Set the listing down again exactly, please, apart from its pictures.

Begin Supplied material

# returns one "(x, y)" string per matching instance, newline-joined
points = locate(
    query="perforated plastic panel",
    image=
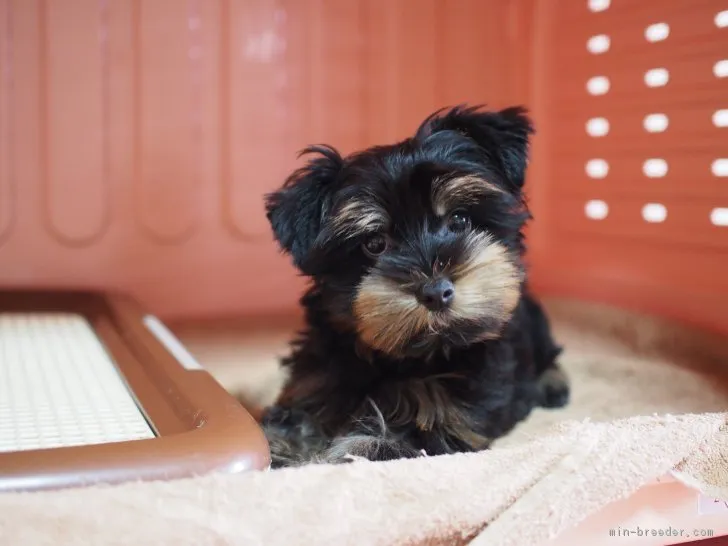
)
(631, 169)
(58, 386)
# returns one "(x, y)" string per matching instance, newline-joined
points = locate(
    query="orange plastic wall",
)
(137, 137)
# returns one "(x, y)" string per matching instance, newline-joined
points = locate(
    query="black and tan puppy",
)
(420, 334)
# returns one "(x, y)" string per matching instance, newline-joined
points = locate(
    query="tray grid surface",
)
(59, 386)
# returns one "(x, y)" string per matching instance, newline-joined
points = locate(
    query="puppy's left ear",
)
(504, 135)
(297, 211)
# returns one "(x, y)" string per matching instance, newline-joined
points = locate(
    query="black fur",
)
(454, 387)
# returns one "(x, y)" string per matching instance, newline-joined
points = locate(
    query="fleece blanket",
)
(555, 471)
(514, 495)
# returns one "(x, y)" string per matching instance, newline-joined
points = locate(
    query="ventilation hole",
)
(719, 217)
(720, 118)
(721, 19)
(596, 209)
(655, 123)
(598, 44)
(597, 168)
(654, 213)
(598, 85)
(720, 69)
(654, 168)
(657, 32)
(720, 167)
(657, 77)
(597, 127)
(599, 5)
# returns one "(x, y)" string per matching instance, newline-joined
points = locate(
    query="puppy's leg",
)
(293, 436)
(372, 448)
(370, 439)
(553, 384)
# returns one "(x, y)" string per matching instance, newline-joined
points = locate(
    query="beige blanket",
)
(521, 494)
(536, 483)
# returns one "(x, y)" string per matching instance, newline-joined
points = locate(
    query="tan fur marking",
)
(487, 283)
(358, 217)
(387, 317)
(450, 193)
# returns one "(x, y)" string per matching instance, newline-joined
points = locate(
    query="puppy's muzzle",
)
(436, 294)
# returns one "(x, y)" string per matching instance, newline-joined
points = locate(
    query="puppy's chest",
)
(429, 403)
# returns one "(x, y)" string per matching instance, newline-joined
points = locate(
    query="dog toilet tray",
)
(94, 390)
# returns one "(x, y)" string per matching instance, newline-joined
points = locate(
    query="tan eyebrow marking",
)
(461, 190)
(358, 217)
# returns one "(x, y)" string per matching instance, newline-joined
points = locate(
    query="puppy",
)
(421, 336)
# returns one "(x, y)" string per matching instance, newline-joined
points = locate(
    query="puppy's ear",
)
(297, 211)
(503, 135)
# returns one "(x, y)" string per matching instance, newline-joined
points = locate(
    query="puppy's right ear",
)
(297, 211)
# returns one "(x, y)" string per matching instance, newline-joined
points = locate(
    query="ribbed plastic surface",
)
(59, 387)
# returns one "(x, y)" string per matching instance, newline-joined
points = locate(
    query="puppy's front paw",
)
(553, 386)
(372, 448)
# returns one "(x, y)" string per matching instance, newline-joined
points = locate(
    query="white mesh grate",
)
(59, 387)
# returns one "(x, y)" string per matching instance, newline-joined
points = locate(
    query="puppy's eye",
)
(375, 245)
(458, 221)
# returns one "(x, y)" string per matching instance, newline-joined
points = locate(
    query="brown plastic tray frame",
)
(200, 427)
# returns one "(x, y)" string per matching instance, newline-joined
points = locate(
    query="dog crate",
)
(137, 138)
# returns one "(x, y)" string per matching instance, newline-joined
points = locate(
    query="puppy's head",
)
(415, 246)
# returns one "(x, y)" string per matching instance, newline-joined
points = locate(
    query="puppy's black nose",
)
(437, 295)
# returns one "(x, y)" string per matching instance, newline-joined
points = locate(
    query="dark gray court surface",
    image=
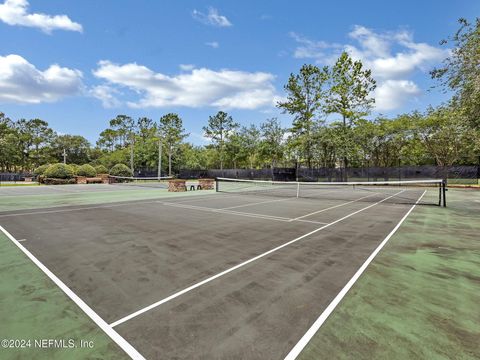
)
(122, 258)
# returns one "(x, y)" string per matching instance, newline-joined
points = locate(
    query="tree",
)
(306, 101)
(461, 70)
(445, 135)
(349, 89)
(34, 136)
(172, 133)
(125, 128)
(10, 154)
(219, 127)
(271, 145)
(76, 147)
(348, 95)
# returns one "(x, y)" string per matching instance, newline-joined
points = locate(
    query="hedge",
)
(40, 170)
(54, 181)
(101, 169)
(120, 170)
(87, 170)
(59, 171)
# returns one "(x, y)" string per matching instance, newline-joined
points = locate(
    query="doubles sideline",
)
(116, 337)
(297, 349)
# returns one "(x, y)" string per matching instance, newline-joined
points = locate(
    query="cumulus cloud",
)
(21, 82)
(211, 18)
(15, 12)
(196, 88)
(391, 94)
(107, 95)
(213, 44)
(187, 67)
(393, 56)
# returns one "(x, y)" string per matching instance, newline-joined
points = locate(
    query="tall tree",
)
(445, 135)
(305, 101)
(125, 127)
(349, 89)
(219, 127)
(271, 145)
(76, 147)
(349, 95)
(171, 133)
(461, 70)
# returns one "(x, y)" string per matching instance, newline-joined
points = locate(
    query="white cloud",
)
(197, 88)
(187, 67)
(212, 18)
(391, 94)
(14, 12)
(213, 44)
(22, 82)
(394, 58)
(106, 94)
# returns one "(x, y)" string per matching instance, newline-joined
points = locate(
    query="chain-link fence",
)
(462, 174)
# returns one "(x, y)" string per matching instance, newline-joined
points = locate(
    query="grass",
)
(419, 297)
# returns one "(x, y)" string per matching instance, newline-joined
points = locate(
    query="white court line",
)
(116, 337)
(106, 206)
(332, 207)
(203, 282)
(292, 355)
(256, 203)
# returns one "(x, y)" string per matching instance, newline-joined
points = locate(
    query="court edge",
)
(302, 343)
(116, 337)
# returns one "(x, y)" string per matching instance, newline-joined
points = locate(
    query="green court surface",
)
(33, 308)
(36, 201)
(419, 298)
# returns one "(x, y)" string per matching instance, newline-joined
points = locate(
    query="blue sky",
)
(77, 64)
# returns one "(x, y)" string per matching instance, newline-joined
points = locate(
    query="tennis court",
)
(237, 273)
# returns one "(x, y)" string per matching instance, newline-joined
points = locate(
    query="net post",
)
(444, 192)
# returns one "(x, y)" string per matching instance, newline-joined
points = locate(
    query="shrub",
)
(54, 181)
(87, 170)
(40, 170)
(120, 170)
(75, 168)
(101, 169)
(59, 171)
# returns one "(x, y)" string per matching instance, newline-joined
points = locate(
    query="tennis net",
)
(152, 182)
(430, 192)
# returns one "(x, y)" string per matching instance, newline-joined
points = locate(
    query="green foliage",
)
(41, 169)
(87, 170)
(171, 134)
(306, 96)
(75, 168)
(461, 71)
(220, 127)
(57, 181)
(77, 149)
(349, 88)
(120, 170)
(59, 171)
(100, 169)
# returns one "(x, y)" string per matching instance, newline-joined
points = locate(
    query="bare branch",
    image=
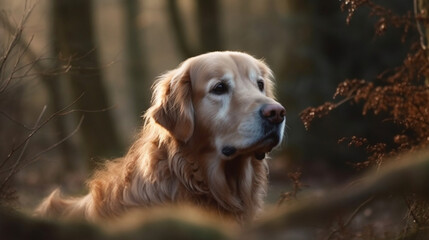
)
(18, 160)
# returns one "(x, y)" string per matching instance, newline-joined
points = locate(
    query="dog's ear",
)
(172, 103)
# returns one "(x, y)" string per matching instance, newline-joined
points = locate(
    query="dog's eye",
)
(220, 88)
(261, 85)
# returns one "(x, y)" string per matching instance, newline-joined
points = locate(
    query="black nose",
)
(274, 113)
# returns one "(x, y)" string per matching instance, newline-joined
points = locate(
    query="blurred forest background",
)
(77, 79)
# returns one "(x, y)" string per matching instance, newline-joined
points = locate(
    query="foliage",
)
(399, 95)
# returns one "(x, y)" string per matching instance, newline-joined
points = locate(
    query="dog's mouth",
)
(258, 149)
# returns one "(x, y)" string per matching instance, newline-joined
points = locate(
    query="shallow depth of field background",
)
(307, 43)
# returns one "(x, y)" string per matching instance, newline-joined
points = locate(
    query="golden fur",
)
(177, 157)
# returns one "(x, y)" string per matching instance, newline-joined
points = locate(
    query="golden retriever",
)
(204, 142)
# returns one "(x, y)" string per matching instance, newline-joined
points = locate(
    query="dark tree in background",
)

End Supplied material

#### Problem solution
# returns one "(x, y)" string per matching instance, newline-joined
points = locate(
    query="perforated plastic panel",
    image=
)
(631, 169)
(58, 386)
# returns one "(x, y)" string per matching instance, newline-joined
points = locate(
    query="orange plastic wall",
)
(137, 137)
# returns one "(x, y)" string per matching instance, newline-joined
points = locate(
    query="black and tan puppy",
)
(420, 334)
# returns one "(x, y)" string per matching instance, newline-joined
points = locate(
    query="tray grid surface",
)
(59, 386)
# returns one "(x, y)" string per matching instance, newline-joined
points = locate(
    query="puppy's left ear",
)
(504, 135)
(297, 211)
# returns one "(x, y)" string per matching instance, newline-joined
points = locate(
    query="black fur",
)
(454, 387)
# returns one "(x, y)" string per matching instance, newline-joined
points = locate(
    query="fleece blanket",
)
(555, 471)
(514, 495)
# returns one "(x, y)" string per matching instance, newline-joined
points = locate(
    query="ventilation hole",
)
(719, 217)
(720, 118)
(721, 19)
(596, 209)
(655, 123)
(598, 44)
(597, 168)
(654, 213)
(598, 85)
(720, 69)
(654, 168)
(657, 32)
(720, 167)
(657, 77)
(597, 127)
(599, 5)
# returns one "(x, y)" string per matching instance, newline-joined
points = locate(
    query="puppy's leg",
)
(293, 436)
(372, 448)
(370, 439)
(553, 384)
# returns one "(x, y)" string per matching instance, newline-joined
points = locate(
    query="beige blanket",
)
(521, 494)
(536, 483)
# returns one "(x, y)" string per matching instance, newline-joined
points = locate(
    query="tan fur marking",
)
(487, 283)
(358, 217)
(387, 317)
(450, 193)
# returns one "(x, y)" string per matching instance, newline-joined
points = locate(
    query="puppy's muzzle",
)
(436, 294)
# returns one "(x, y)" string per matching instance, newline-joined
points = locate(
    query="puppy's chest",
)
(429, 403)
# returns one "(x, y)" string per matching instance, newline-joined
points = locate(
    query="dog toilet tray",
)
(94, 390)
# returns one "(x, y)" string per matching instance, newline-joined
points = locate(
    query="tan eyebrow marking",
)
(461, 190)
(358, 217)
# returns one "(x, y)" string per matching instance, newline-joined
points = locate(
    query="puppy",
)
(421, 336)
# returns one "(x, y)" string per matching instance, newline-joined
points = locate(
    query="puppy's ear",
)
(297, 211)
(503, 135)
# returns one "(x, y)" string per matching instance, newline-joined
points = locate(
    query="puppy's right ear",
)
(297, 211)
# returns one "(x, y)" string per matching instance, newline-joined
points = locate(
    query="ribbed plastic surface",
)
(59, 387)
# returns one "(x, y)" string per matching instance, newline-joined
points = locate(
    query="puppy's front paw",
)
(553, 386)
(372, 448)
# returns one "(x, y)" string per matching instance, newline-joined
points = locate(
    query="white mesh grate",
)
(59, 387)
# returns one "(x, y)" string per matching instance, newline-joined
points = locate(
    query="puppy's eye",
)
(375, 245)
(458, 221)
# returns one "(x, y)" string per matching instance, newline-joined
points = locate(
    query="brown plastic tray frame",
)
(200, 427)
# returns one "(x, y)" string per matching instance, newline-joined
points = locate(
    query="dog crate",
)
(137, 138)
# returns one "(x, y)" string per matching instance, newline-joined
points = locate(
    query="puppy's head",
)
(415, 246)
# returns one "(x, y)" string per matching instance, newline-joined
points = locate(
    query="puppy's black nose",
)
(437, 295)
# returns one "(x, y)" string per matching instance, newline-joined
points = locate(
    query="dark gray court surface",
    image=
)
(122, 258)
# returns one "(x, y)" string per matching instance, newline-joined
points = locate(
    query="tree",
)
(306, 101)
(461, 70)
(445, 135)
(349, 89)
(34, 136)
(172, 133)
(125, 128)
(10, 154)
(219, 127)
(271, 145)
(76, 147)
(348, 95)
# returns one "(x, y)" string per matching instance, newline-joined
points = locate(
    query="hedge",
)
(40, 170)
(54, 181)
(101, 169)
(120, 170)
(87, 170)
(59, 171)
# returns one "(x, y)" string per matching instance, newline-joined
points = locate(
    query="doubles sideline",
)
(116, 337)
(297, 349)
# returns one "(x, y)" string per matching instance, newline-joined
points = locate(
    query="cumulus cloud",
)
(21, 82)
(211, 18)
(15, 12)
(196, 88)
(391, 94)
(107, 95)
(213, 44)
(187, 67)
(393, 56)
# returns one "(x, y)" string per matching instance, newline-joined
points = locate(
    query="tall tree",
)
(445, 135)
(305, 101)
(125, 127)
(349, 89)
(219, 127)
(271, 145)
(76, 147)
(349, 95)
(171, 133)
(461, 70)
# returns one "(x, y)" string per matching instance, newline-joined
points = locate(
    query="white cloud",
)
(197, 88)
(187, 67)
(212, 18)
(391, 94)
(14, 12)
(213, 44)
(22, 82)
(394, 58)
(106, 94)
# returns one "(x, y)" string per matching instance, newline-joined
points = locate(
    query="chain-link fence",
)
(462, 174)
# returns one "(x, y)" string per matching instance, newline-joined
points = locate(
    query="grass",
)
(419, 297)
# returns one "(x, y)" string per matching instance, newline-joined
points = locate(
    query="white court line",
)
(116, 337)
(106, 206)
(332, 207)
(203, 282)
(292, 355)
(256, 203)
# returns one "(x, y)" string per matching instance, newline-joined
points = locate(
    query="court edge",
)
(302, 343)
(116, 337)
# returns one "(x, y)" string per matching instance, newline-joined
points = locate(
    query="green court surface",
)
(33, 308)
(36, 201)
(419, 298)
# returns one "(x, y)" string per matching instance, newline-joined
points = locate(
    query="blue sky",
)
(77, 64)
# returns one "(x, y)" string per matching instance, newline-joined
points = locate(
    query="tennis court",
)
(237, 273)
# returns one "(x, y)" string per matching instance, newline-joined
points = locate(
    query="net post",
)
(444, 192)
# returns one "(x, y)" string per matching instance, newline-joined
points = locate(
    query="shrub",
)
(54, 181)
(87, 170)
(40, 170)
(120, 170)
(75, 168)
(101, 169)
(59, 171)
# returns one "(x, y)" string per matching instance, newline-joined
points = locate(
    query="tennis net",
)
(152, 182)
(430, 192)
# returns one "(x, y)" string per matching instance, newline-joined
points = locate(
    query="green foliage",
)
(41, 169)
(87, 170)
(171, 134)
(306, 96)
(75, 168)
(461, 71)
(220, 127)
(57, 181)
(77, 149)
(349, 88)
(120, 170)
(59, 171)
(100, 169)
# returns one "(x, y)" string per matching instance, newline-joined
points = locate(
    query="bare branch",
    image=
)
(18, 160)
# returns one "(x, y)" string per matching instance, newline-joined
points = locate(
    query="dog's ear",
)
(172, 103)
# returns one "(x, y)" string per matching instance, newline-joined
points = locate(
    query="dog's eye",
)
(220, 88)
(261, 85)
# returns one "(x, y)" string per matching instance, newline-joined
points = locate(
    query="black nose",
)
(274, 113)
# returns one "(x, y)" string per matching instance, newline-joined
points = locate(
    query="blurred forest background",
)
(77, 79)
# returns one "(x, y)" string per matching instance, newline-joined
points = locate(
    query="foliage",
)
(399, 95)
# returns one "(x, y)" string per matching instance, newline-joined
points = locate(
    query="dog's mouth",
)
(258, 149)
# returns one "(x, y)" string per matching instance, newline-joined
points = locate(
    query="shallow depth of field background",
)
(307, 43)
# returns one "(x, y)" string per matching instance, newline-joined
points = locate(
    query="golden fur",
)
(177, 157)
# returns one "(x, y)" string per matching instance, newline-joined
points = locate(
    query="golden retriever",
)
(204, 142)
# returns one "(x, y)" string per matching instance, newline-joined
points = locate(
    query="dark tree in background",
)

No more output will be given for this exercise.